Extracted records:

--- --- ---

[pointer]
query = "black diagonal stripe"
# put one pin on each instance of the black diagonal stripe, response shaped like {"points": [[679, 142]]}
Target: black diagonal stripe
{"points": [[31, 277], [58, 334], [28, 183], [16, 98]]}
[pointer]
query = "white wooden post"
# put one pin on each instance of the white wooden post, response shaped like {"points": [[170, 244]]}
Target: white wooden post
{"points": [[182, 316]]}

--- --- ---

Copy the records above line for line, with no changes.

▶ [Output for this exercise]
[pointer]
query = "black diagonal stripe"
# put one pin on each instance of the black diagonal stripe, response shaped like {"points": [[679, 142]]}
Target: black diagonal stripe
{"points": [[31, 277], [58, 334], [28, 183], [16, 98]]}
[pointer]
query = "white wooden post"
# put one pin on each instance of the white wooden post, response shaped like {"points": [[170, 244]]}
Target: white wooden post
{"points": [[182, 316]]}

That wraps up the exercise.